▶ **The problem**: Format all of the material below as a JSON list of strings, with one string for each line. Leave out blank lines and the lines that stand for pictures.
· · ·
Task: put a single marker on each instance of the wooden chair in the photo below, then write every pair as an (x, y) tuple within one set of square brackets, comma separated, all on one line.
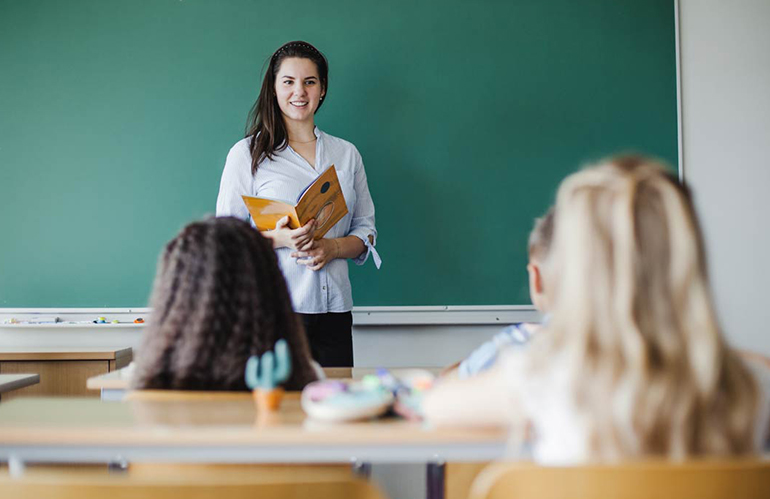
[(736, 479), (73, 485)]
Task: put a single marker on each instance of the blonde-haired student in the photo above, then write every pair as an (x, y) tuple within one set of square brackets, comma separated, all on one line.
[(632, 362)]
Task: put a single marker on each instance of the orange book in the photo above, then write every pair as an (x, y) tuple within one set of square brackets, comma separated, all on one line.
[(322, 200)]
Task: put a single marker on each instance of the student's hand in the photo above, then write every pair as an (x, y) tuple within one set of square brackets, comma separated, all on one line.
[(322, 252), (296, 239)]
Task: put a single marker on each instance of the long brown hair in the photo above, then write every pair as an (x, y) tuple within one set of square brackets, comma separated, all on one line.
[(219, 297), (265, 125), (633, 322)]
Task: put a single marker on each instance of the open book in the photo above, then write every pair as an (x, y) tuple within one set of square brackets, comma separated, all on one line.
[(322, 200)]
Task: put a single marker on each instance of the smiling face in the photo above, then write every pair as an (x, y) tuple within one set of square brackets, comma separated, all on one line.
[(298, 89)]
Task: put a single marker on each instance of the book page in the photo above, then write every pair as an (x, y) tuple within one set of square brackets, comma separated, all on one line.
[(267, 212)]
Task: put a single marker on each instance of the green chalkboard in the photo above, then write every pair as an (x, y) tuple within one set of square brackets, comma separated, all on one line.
[(116, 117)]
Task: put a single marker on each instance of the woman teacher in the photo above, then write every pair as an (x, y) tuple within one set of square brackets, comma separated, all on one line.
[(282, 153)]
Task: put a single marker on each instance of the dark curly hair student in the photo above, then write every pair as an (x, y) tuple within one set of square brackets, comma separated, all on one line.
[(218, 298)]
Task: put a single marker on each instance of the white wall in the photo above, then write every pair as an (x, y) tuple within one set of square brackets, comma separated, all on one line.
[(725, 64)]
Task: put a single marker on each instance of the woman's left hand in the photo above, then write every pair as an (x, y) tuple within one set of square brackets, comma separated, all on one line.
[(322, 252)]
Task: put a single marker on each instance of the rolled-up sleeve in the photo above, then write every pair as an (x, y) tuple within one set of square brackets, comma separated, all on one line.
[(236, 182), (362, 223)]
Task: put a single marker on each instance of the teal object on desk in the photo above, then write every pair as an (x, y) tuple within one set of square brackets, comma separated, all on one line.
[(118, 115), (270, 370)]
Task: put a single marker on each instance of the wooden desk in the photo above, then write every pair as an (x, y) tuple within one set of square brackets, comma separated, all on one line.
[(112, 386), (222, 428), (10, 382), (63, 371)]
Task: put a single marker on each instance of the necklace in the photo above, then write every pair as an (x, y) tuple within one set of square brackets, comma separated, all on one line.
[(306, 142)]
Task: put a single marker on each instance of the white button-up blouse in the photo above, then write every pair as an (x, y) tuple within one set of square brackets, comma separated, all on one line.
[(284, 177)]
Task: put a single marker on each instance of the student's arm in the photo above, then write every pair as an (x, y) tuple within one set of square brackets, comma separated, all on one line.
[(484, 400)]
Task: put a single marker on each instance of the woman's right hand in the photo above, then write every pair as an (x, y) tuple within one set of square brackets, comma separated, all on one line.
[(296, 239)]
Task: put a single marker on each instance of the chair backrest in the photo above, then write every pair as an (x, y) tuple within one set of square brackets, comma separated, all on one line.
[(733, 479), (100, 486)]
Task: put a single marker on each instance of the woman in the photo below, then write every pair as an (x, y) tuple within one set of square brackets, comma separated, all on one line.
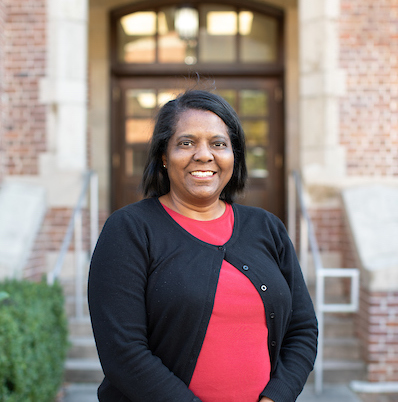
· · ·
▶ **Task result**:
[
  "Task: put a single marker on each instance of the wooden chair in the photo below, then write every pair as an (x, y) tuple within one set of square brackets, comma separated, all on one line.",
  "[(736, 479), (73, 485)]",
  "Task: put a single marker on each instance of the blonde-haired student in the photo above, then write every pair as an (x, y) tuple within one set of square brackets, comma separated, all on one line.",
  "[(632, 362)]",
  "Task: put a single marker on each instance of the orange book in the photo above, then write every pair as an (x, y) tuple within one set of square brackets, comma separated, all on one line.",
  "[(322, 200)]",
  "Task: put a single marker on each instance of the student's hand in the photo above, then write every pair as an (x, y) tuple within one set of square brackets, comma separated, all on one line.",
  "[(322, 252), (296, 239)]",
  "Task: put a single marker on each instance of the long brown hair in the photo above, then write every pair as an (x, y) tuple within one set of square brackets, comma separated, all on one line.",
  "[(219, 297), (265, 125), (633, 322)]",
  "Task: put a single marker on each instance of the open book in the photo above, then write every pair as an (x, y) tuple within one set of square brackets, comma separated, all on one line.",
  "[(322, 200)]",
  "Task: put a single marker on each instance of the smiling face in the photo above, then write every pair as an (x, y) tuple within one set of square brackets, comma separated, all on one line.",
  "[(298, 89)]",
  "Task: put a single marker on each instance of the book page in the photo above, then write every pair as an (x, y) tuple within one set of square brackets, comma separated, all on one line.",
  "[(267, 212)]",
  "Task: put a single marker on each instance of the green chalkboard in the photo above, then write every pair as an (x, y) tuple within one set of square brackets, comma separated, all on one line.",
  "[(116, 117)]",
  "Task: put a single marker on each instance of the woman teacher in the photo above, then write every pair as an (x, y) tuple within one set of square brackets, comma separated, all on one line.",
  "[(282, 153)]",
  "Task: put a single marker on each instance of the dark curly hair student in the photo above, then write every pair as an (x, y) tuple within one set of square brackets, comma separated, all on one line.",
  "[(218, 298)]",
  "Task: put a single marker on each instance of the white wall in the photo above, then write every pair as an (x, y) tuple within one set of square brackets, comma separated, all on one line.",
  "[(725, 64)]",
  "Task: put a single marker on each instance of the woman's left hand in the photo above, then write every pair as an (x, y) tuple within one set of square brackets, comma separated, all on one line.",
  "[(322, 252)]",
  "Task: put a single marker on each instance of the rolled-up sleeve in the photo above, then write every pair as an (x, y) tuple within one set of square brackets, comma separated, all on one line.",
  "[(236, 182), (362, 223)]",
  "Task: put a single marker on each instance of the teal object on desk in the photo above, then write every pair as an (x, y) tuple within one set of square brackets, comma separated, all on one line.",
  "[(118, 115), (270, 370)]",
  "Task: put a single marker on each instance of the wooden desk in the photo above, then write every pair as an (x, y) tuple within one set of square brackets, comma separated, all on one line.",
  "[(112, 386), (222, 428), (10, 382), (63, 371)]",
  "Task: put a single marker on each instance of the necklace in the photo above, then write every pair as an (x, y) tuple within one set of square brackets, comma separated, all on one line.",
  "[(306, 142)]",
  "Task: put a single marker on each instance of the white button-up blouse in the photo above, then write every pair as an (x, y) tuple within one set of square brackets, comma separated, all on one line.",
  "[(284, 177)]",
  "Task: put a single marker on each instance of the student's arm in the photo above, then write every pair as an (x, y) tuple within one set of square brackets, comma separated, all on one line.",
  "[(484, 400)]",
  "Task: put a single marker on each instance of the woman's right hand in the photo above, then write every pair as an (x, y) tuple within one set of square brackets, comma separated, all on one line.",
  "[(296, 239)]",
  "Task: put a single marker on each instance of the chair backrest in the photo above, then write every pair as an (x, y) tuple within one set of square brackets, comma separated, all on one line.",
  "[(733, 479), (100, 486)]",
  "Task: put a single marker on each instance of the woman in the photo below, then write every pair as an (x, y) tuple within one set of square brackets, comma separated, all on one line."
]